### Consigne 1
Répondez à ces questions d'après le texte sur les racines chrétiennes :
(a) Depuis quelle époque l'histoire du continent reflète-t-elle l'influence du christianisme ?
(b) Contre quoi le christianisme a-t-il dû lutter des siècles durant ?
(c) Qui a élaboré la terminologie de la guerre sainte ?
### Consigne 2
Pour chaque affirmation, indiquez si elle concorde avec le texte sur les racines chrétiennes, en citant les mots qui tranchent :
(a) Le christianisme y est décrit comme un long et paisible fleuve.
(b) Le christianisme a copié les divisions administratives du pouvoir impérial.
(c) Le texte entreprend une nomenclature complète des éléments chrétiens de la civilisation européenne.
### Consigne 3
Dans le texte sur les racines chrétiennes, relevez tous les arts énumérés juste après les mots « l’ensemble de tous les arts ».

### Texte fourni
RACINES CHRÉTIENNES ET CELLES QUI LE SONT MOINS OU PAS DU TOUT
 
 
Certes, il n’est nullement dans mon propos de nier la marque du christianisme profondément ancrée dans la civilisation de l’Europe. Le nombre d’éléments de cette civilisation qui portent l’estampille chrétienne est considérable. N’allons pas nous livrer à une nomenclature qui, de toute évidence, risquerait d’être incomplète. La marque du christianisme est partout. Depuis le calendrier des fêtes religieuses, les saints du jour, en passant par la toponymie des villes, des villages et des lieux-dits, sans oublier la plupart des prénoms et même des noms de famille de notre continent. Tout traduit cette influence directe. L’histoire même de notre continent, depuis déjà le haut Moyen-Âge, reflète cette influence. La littérature et l’ensemble de tous les arts, architecture, sculpture, peinture, musique ont été façonnés à ce gabarit; tout fait référence à ce passé imbibé de religiosité. Tout cela, incontestable, est une réalité. Certes aussi, tout cela est fort laudatif et bien idyllique, c’est même un peu trop beau pour être totalement acceptable comme vrai.
 
En effet, parmi les conséquences directement imputables au christianisme, il conviendrait aussi de mentionner toutes les guerres, tous les conflits, toutes les exactions étroitement liés au christianisme et résultant indissolublement de son influence directe. D’abord, le christianisme n’est pas ce long et paisible fleuve que certains voudraient nous dépeindre. Au cours de l’histoire il s’est très souvent montré un torrent impétueux balayant tout sur son passage. Tout ce qui s’opposait à lui à souvent donné lieu à des débordements d’une rare violence.
 
Certes, le christianisme a eu à lutter longtemps, des siècles durant, contre l’Empire romain. Mais, une fois installé au pouvoir, il a pris modèle sur ce qu’il avait mis tant d’acharnement à combattre. Il a revendiqué le même centralisme étatique que le pouvoir impérial, jusqu’à copier les divisions administratives, jusqu’au titre même de Pontife souverain. Tout ce qui opposait une certaine résistance devint l’objet de luttes incessantes. Cela commença avec les Croisades. Selon la terminologie élaborée par Bernard de Clairvaux, il s’agissait alors d’une guerre sainte dont le fameux théologien, devenu un saint, avait défini les termes. C’était, par conséquent, une guerre idéologique menée au nom de la religion chrétienne et du Dieu d’amour dont elle se revendique. Ce n’est ni plus ni moins que le Djihad des Chrétiens, correspondant en tous points au Djihad des musulmans, jusque dans les conséquences les plus ultimes.

Entrées d'un jeu de données de pointage
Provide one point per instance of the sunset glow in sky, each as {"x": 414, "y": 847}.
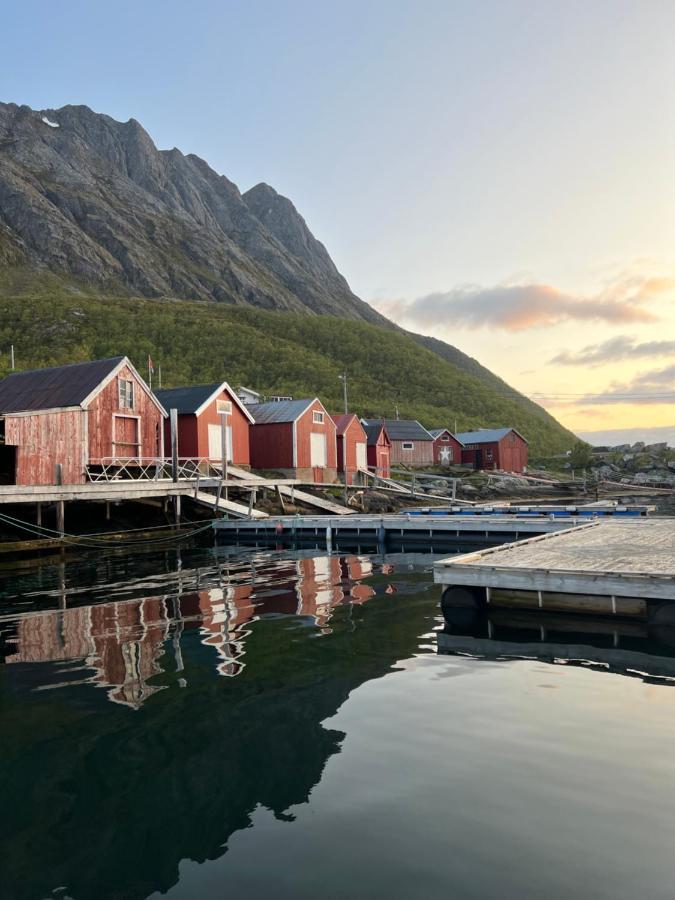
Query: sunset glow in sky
{"x": 498, "y": 174}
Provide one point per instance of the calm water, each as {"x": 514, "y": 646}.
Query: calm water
{"x": 259, "y": 724}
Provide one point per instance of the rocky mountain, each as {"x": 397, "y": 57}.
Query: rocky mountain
{"x": 90, "y": 208}
{"x": 85, "y": 195}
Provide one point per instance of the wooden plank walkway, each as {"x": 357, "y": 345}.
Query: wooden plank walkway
{"x": 608, "y": 557}
{"x": 291, "y": 493}
{"x": 379, "y": 527}
{"x": 227, "y": 506}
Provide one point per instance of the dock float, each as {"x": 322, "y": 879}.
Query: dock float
{"x": 609, "y": 558}
{"x": 377, "y": 529}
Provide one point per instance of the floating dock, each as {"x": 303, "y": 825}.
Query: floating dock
{"x": 607, "y": 557}
{"x": 582, "y": 511}
{"x": 378, "y": 529}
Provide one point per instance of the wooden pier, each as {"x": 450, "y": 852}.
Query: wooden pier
{"x": 611, "y": 558}
{"x": 377, "y": 529}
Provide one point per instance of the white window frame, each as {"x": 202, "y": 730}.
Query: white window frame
{"x": 126, "y": 393}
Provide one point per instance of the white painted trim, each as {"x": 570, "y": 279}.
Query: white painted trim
{"x": 233, "y": 394}
{"x": 39, "y": 412}
{"x": 138, "y": 443}
{"x": 125, "y": 361}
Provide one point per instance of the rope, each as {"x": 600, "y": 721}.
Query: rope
{"x": 83, "y": 540}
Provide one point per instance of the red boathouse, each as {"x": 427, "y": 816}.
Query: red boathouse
{"x": 200, "y": 426}
{"x": 296, "y": 437}
{"x": 351, "y": 447}
{"x": 378, "y": 449}
{"x": 495, "y": 448}
{"x": 447, "y": 449}
{"x": 57, "y": 422}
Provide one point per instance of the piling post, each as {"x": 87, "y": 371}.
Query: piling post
{"x": 173, "y": 418}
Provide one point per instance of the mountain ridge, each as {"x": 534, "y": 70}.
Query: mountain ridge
{"x": 90, "y": 207}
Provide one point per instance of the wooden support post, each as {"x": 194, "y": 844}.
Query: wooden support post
{"x": 173, "y": 418}
{"x": 61, "y": 517}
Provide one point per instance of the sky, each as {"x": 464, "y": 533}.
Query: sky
{"x": 500, "y": 175}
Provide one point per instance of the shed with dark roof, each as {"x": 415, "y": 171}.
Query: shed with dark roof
{"x": 58, "y": 423}
{"x": 495, "y": 448}
{"x": 378, "y": 449}
{"x": 447, "y": 449}
{"x": 352, "y": 453}
{"x": 295, "y": 437}
{"x": 411, "y": 443}
{"x": 200, "y": 427}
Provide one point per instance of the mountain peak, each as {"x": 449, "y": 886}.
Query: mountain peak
{"x": 85, "y": 195}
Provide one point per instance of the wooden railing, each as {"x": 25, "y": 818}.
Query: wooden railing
{"x": 135, "y": 468}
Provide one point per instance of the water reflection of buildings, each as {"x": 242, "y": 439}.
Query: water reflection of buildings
{"x": 123, "y": 642}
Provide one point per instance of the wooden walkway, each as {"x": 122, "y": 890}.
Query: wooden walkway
{"x": 379, "y": 528}
{"x": 617, "y": 558}
{"x": 291, "y": 493}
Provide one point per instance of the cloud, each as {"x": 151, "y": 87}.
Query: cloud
{"x": 524, "y": 306}
{"x": 655, "y": 386}
{"x": 618, "y": 348}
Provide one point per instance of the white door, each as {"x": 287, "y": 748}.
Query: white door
{"x": 215, "y": 442}
{"x": 361, "y": 458}
{"x": 318, "y": 456}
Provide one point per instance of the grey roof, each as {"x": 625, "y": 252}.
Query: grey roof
{"x": 373, "y": 431}
{"x": 437, "y": 432}
{"x": 188, "y": 399}
{"x": 279, "y": 410}
{"x": 485, "y": 435}
{"x": 404, "y": 429}
{"x": 54, "y": 387}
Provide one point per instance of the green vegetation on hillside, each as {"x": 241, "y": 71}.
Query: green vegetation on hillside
{"x": 272, "y": 352}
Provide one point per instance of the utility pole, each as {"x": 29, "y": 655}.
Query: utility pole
{"x": 343, "y": 379}
{"x": 224, "y": 447}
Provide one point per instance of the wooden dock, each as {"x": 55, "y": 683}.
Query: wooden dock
{"x": 377, "y": 529}
{"x": 609, "y": 557}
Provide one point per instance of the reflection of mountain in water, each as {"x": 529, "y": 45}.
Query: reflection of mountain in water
{"x": 107, "y": 800}
{"x": 623, "y": 646}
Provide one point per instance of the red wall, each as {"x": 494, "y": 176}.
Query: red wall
{"x": 193, "y": 432}
{"x": 305, "y": 426}
{"x": 379, "y": 456}
{"x": 45, "y": 439}
{"x": 100, "y": 425}
{"x": 451, "y": 444}
{"x": 346, "y": 448}
{"x": 422, "y": 453}
{"x": 509, "y": 454}
{"x": 272, "y": 446}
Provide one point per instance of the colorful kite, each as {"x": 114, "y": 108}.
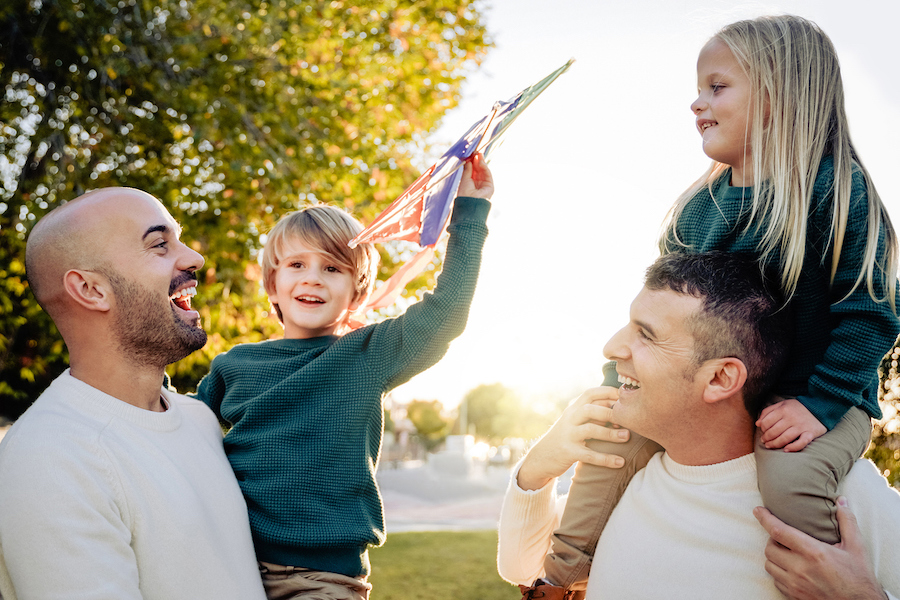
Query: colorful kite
{"x": 421, "y": 212}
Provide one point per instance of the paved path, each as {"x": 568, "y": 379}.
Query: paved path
{"x": 423, "y": 498}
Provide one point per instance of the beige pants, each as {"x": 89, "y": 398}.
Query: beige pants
{"x": 287, "y": 583}
{"x": 800, "y": 488}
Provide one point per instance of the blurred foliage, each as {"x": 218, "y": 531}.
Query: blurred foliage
{"x": 427, "y": 417}
{"x": 497, "y": 412}
{"x": 232, "y": 113}
{"x": 885, "y": 447}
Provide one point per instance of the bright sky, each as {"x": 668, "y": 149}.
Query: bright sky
{"x": 587, "y": 173}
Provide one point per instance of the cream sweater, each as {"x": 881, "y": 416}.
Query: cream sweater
{"x": 102, "y": 500}
{"x": 689, "y": 532}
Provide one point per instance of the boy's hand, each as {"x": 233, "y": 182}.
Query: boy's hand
{"x": 561, "y": 447}
{"x": 788, "y": 424}
{"x": 476, "y": 181}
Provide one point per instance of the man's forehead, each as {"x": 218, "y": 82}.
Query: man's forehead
{"x": 142, "y": 213}
{"x": 665, "y": 309}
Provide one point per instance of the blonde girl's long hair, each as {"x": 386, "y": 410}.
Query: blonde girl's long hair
{"x": 795, "y": 78}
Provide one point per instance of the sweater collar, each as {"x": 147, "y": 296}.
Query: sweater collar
{"x": 101, "y": 405}
{"x": 737, "y": 467}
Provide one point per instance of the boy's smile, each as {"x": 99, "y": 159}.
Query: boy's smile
{"x": 314, "y": 292}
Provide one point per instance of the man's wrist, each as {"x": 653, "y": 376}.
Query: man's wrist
{"x": 528, "y": 480}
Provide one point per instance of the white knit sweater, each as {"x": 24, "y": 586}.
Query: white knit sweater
{"x": 689, "y": 532}
{"x": 102, "y": 500}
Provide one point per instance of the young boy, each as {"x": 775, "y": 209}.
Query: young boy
{"x": 306, "y": 410}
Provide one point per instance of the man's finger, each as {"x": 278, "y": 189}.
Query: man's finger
{"x": 592, "y": 431}
{"x": 601, "y": 459}
{"x": 851, "y": 538}
{"x": 784, "y": 534}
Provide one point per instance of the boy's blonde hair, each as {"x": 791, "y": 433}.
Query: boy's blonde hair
{"x": 796, "y": 117}
{"x": 327, "y": 229}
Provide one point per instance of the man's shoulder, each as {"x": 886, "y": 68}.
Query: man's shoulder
{"x": 864, "y": 479}
{"x": 194, "y": 410}
{"x": 870, "y": 496}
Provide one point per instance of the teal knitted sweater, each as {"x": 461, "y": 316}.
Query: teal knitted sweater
{"x": 307, "y": 418}
{"x": 838, "y": 344}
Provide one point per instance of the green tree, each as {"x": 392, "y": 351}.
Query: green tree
{"x": 232, "y": 113}
{"x": 431, "y": 426}
{"x": 885, "y": 448}
{"x": 497, "y": 412}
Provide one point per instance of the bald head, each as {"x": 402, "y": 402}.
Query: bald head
{"x": 76, "y": 235}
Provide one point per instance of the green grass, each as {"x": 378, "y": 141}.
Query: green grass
{"x": 439, "y": 565}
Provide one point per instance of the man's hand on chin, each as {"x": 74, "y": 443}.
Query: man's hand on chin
{"x": 586, "y": 418}
{"x": 806, "y": 569}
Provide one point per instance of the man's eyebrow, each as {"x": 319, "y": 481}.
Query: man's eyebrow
{"x": 646, "y": 327}
{"x": 157, "y": 229}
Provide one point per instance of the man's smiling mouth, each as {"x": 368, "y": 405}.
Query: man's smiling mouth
{"x": 182, "y": 298}
{"x": 628, "y": 383}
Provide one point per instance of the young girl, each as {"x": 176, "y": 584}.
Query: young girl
{"x": 785, "y": 184}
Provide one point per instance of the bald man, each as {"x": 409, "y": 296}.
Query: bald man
{"x": 112, "y": 486}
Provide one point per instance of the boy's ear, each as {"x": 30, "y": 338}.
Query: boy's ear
{"x": 88, "y": 289}
{"x": 725, "y": 377}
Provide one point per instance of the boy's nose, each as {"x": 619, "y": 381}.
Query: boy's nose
{"x": 698, "y": 105}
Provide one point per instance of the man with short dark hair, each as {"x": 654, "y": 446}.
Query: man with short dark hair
{"x": 695, "y": 360}
{"x": 112, "y": 486}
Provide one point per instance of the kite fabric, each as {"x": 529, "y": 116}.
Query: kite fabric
{"x": 421, "y": 212}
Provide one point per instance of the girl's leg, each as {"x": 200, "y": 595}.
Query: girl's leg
{"x": 800, "y": 488}
{"x": 594, "y": 493}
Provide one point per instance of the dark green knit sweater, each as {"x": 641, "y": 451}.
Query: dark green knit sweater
{"x": 307, "y": 415}
{"x": 838, "y": 344}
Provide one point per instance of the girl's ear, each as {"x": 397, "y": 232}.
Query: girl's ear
{"x": 88, "y": 289}
{"x": 725, "y": 378}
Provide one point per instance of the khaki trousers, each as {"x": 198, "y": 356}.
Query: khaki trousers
{"x": 800, "y": 488}
{"x": 287, "y": 583}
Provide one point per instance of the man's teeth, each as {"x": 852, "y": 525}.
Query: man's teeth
{"x": 182, "y": 298}
{"x": 185, "y": 294}
{"x": 629, "y": 383}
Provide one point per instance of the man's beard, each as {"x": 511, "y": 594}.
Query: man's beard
{"x": 148, "y": 332}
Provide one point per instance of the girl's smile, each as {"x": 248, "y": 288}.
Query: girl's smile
{"x": 723, "y": 108}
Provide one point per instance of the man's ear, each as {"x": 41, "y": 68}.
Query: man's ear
{"x": 725, "y": 378}
{"x": 88, "y": 289}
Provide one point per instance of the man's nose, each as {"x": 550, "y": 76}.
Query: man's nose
{"x": 191, "y": 260}
{"x": 616, "y": 348}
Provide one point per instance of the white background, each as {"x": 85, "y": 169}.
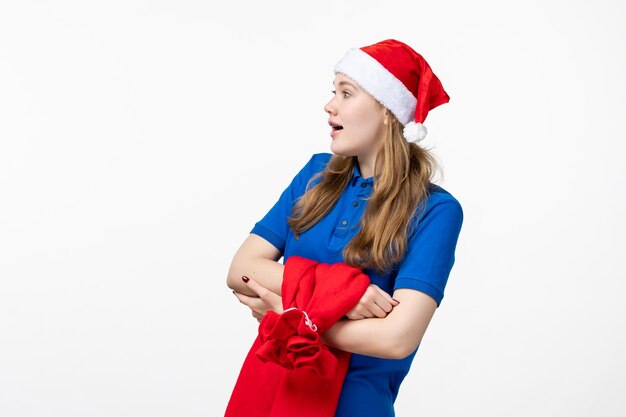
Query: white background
{"x": 141, "y": 140}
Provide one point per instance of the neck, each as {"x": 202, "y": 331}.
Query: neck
{"x": 366, "y": 166}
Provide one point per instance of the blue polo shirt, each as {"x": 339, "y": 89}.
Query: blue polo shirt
{"x": 371, "y": 385}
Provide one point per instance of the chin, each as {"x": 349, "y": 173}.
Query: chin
{"x": 340, "y": 150}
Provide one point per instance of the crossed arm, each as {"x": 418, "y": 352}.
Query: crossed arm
{"x": 379, "y": 325}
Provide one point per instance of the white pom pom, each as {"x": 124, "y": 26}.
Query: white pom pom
{"x": 414, "y": 132}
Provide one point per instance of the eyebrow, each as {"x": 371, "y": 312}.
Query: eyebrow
{"x": 346, "y": 82}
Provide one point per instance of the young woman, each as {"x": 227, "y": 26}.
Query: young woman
{"x": 372, "y": 205}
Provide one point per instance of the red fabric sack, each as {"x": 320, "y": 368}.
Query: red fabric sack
{"x": 289, "y": 371}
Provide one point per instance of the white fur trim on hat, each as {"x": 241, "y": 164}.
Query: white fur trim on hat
{"x": 414, "y": 132}
{"x": 374, "y": 78}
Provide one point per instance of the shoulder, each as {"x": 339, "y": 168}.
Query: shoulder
{"x": 440, "y": 207}
{"x": 440, "y": 196}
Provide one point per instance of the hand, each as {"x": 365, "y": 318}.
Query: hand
{"x": 266, "y": 300}
{"x": 374, "y": 303}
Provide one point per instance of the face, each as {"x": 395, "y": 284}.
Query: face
{"x": 357, "y": 120}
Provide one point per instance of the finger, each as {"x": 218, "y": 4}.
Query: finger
{"x": 274, "y": 301}
{"x": 388, "y": 297}
{"x": 259, "y": 290}
{"x": 376, "y": 311}
{"x": 383, "y": 303}
{"x": 354, "y": 316}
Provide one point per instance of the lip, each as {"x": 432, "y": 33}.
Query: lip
{"x": 334, "y": 132}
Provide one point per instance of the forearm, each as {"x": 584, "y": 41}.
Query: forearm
{"x": 267, "y": 272}
{"x": 371, "y": 336}
{"x": 394, "y": 337}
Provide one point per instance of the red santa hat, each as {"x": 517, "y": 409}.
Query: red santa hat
{"x": 399, "y": 78}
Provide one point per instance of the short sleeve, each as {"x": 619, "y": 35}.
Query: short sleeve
{"x": 430, "y": 253}
{"x": 273, "y": 227}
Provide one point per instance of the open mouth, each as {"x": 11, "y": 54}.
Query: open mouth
{"x": 335, "y": 126}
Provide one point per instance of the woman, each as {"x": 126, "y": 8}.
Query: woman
{"x": 371, "y": 205}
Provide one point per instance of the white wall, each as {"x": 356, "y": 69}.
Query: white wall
{"x": 141, "y": 140}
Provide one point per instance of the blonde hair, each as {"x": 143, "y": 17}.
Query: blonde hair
{"x": 404, "y": 170}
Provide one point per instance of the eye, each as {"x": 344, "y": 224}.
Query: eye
{"x": 345, "y": 93}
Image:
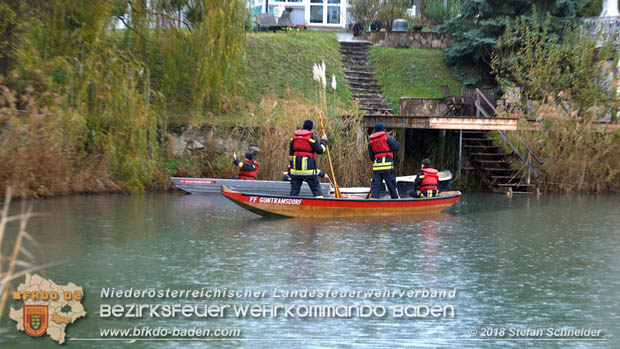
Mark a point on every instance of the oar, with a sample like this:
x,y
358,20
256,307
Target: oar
x,y
331,167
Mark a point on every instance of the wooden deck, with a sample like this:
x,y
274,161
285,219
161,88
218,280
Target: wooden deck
x,y
442,122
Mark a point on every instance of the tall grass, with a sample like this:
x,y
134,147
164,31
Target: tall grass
x,y
15,260
579,154
89,103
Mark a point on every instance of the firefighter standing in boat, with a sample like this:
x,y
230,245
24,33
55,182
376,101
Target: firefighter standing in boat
x,y
248,168
425,185
381,149
303,148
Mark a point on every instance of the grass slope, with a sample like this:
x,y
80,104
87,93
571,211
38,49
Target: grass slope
x,y
411,73
281,64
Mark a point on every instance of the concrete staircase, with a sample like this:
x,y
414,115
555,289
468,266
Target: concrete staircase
x,y
492,164
362,83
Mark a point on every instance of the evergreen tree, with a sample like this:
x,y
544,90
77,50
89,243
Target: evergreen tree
x,y
475,31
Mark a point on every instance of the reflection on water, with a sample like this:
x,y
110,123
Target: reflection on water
x,y
526,262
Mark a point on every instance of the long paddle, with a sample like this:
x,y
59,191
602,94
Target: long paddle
x,y
331,167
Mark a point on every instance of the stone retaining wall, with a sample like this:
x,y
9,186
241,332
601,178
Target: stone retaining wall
x,y
413,106
415,39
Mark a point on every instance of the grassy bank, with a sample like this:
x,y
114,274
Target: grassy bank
x,y
411,73
281,63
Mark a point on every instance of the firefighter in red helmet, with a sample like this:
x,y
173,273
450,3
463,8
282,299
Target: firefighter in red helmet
x,y
381,149
302,150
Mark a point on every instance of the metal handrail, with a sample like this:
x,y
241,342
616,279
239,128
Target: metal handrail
x,y
481,110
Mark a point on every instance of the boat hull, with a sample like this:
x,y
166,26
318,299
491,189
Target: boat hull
x,y
288,206
214,185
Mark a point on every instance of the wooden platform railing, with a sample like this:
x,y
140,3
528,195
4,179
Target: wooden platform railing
x,y
480,110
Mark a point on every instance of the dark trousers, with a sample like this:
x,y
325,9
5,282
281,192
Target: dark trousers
x,y
390,181
313,183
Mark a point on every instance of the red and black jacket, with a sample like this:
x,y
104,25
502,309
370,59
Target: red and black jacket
x,y
379,145
302,145
302,152
429,178
248,169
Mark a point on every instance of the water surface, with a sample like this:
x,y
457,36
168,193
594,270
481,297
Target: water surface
x,y
527,262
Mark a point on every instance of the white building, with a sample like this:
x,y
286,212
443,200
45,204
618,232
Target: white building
x,y
326,14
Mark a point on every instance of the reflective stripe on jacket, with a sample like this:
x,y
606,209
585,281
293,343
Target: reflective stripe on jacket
x,y
301,143
429,182
380,147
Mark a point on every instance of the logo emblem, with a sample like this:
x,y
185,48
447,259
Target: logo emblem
x,y
36,318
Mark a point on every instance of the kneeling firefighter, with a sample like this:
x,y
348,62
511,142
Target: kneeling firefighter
x,y
302,150
248,168
425,185
381,149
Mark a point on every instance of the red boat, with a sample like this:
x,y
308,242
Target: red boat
x,y
292,206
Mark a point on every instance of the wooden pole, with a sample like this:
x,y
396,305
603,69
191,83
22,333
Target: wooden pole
x,y
331,166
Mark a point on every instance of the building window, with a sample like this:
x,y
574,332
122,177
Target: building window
x,y
316,14
333,14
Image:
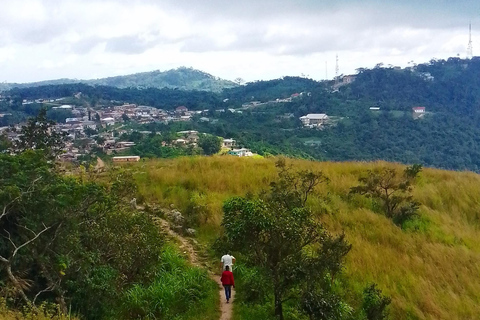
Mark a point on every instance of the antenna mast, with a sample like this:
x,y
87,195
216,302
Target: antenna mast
x,y
336,69
470,47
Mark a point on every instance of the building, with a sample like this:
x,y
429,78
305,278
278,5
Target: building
x,y
418,112
126,159
348,79
243,152
181,109
109,121
228,143
312,120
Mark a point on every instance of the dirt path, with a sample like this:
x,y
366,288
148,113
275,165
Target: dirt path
x,y
100,164
187,247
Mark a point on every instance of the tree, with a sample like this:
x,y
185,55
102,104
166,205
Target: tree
x,y
209,143
125,117
392,190
40,134
277,233
70,241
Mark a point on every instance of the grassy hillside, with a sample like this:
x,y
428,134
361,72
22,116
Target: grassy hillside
x,y
430,267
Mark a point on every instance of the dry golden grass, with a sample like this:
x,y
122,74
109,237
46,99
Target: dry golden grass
x,y
431,272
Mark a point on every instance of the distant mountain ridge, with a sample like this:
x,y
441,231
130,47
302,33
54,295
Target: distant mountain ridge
x,y
181,78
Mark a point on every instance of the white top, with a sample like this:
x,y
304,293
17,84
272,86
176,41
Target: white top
x,y
227,260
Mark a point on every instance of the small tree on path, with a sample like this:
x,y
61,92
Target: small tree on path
x,y
276,232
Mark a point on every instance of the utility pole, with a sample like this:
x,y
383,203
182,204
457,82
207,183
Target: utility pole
x,y
470,47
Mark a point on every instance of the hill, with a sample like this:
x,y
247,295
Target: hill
x,y
446,136
180,78
428,267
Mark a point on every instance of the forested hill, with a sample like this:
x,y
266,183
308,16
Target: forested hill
x,y
447,136
180,78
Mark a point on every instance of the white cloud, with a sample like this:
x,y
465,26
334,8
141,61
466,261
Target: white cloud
x,y
47,39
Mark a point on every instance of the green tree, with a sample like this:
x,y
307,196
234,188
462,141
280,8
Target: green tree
x,y
375,304
277,233
125,117
210,144
392,189
71,241
40,134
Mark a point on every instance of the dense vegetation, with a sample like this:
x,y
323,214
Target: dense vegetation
x,y
76,242
180,78
446,137
428,266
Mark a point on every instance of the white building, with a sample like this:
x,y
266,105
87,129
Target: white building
x,y
314,119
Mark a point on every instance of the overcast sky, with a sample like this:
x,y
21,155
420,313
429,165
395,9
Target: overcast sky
x,y
251,39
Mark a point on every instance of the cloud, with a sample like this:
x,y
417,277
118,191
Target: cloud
x,y
97,38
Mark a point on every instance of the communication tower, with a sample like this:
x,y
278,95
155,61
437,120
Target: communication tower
x,y
336,69
470,47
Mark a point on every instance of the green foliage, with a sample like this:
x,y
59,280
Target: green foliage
x,y
375,304
39,134
276,233
392,190
210,144
70,241
176,290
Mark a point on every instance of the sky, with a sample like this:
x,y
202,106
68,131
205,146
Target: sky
x,y
248,39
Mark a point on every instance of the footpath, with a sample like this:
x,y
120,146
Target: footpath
x,y
187,247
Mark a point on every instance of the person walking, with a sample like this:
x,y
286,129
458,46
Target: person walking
x,y
227,260
227,282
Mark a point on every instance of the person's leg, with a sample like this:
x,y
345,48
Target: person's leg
x,y
226,291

### Corrigé 1
(a) Depuis le haut Moyen-Âge.
(b) Contre l'Empire romain.
(c) Bernard de Clairvaux.

### Corrigé 2
(a) Non : « le christianisme n’est pas ce long et paisible fleuve que certains voudraient nous dépeindre ».
(b) Oui : « jusqu’à copier les divisions administratives ».
(c) Non : « N’allons pas nous livrer à une nomenclature qui, de toute évidence, risquerait d’être incomplète. »

### Corrigé 3
Architecture, sculpture, peinture, musique.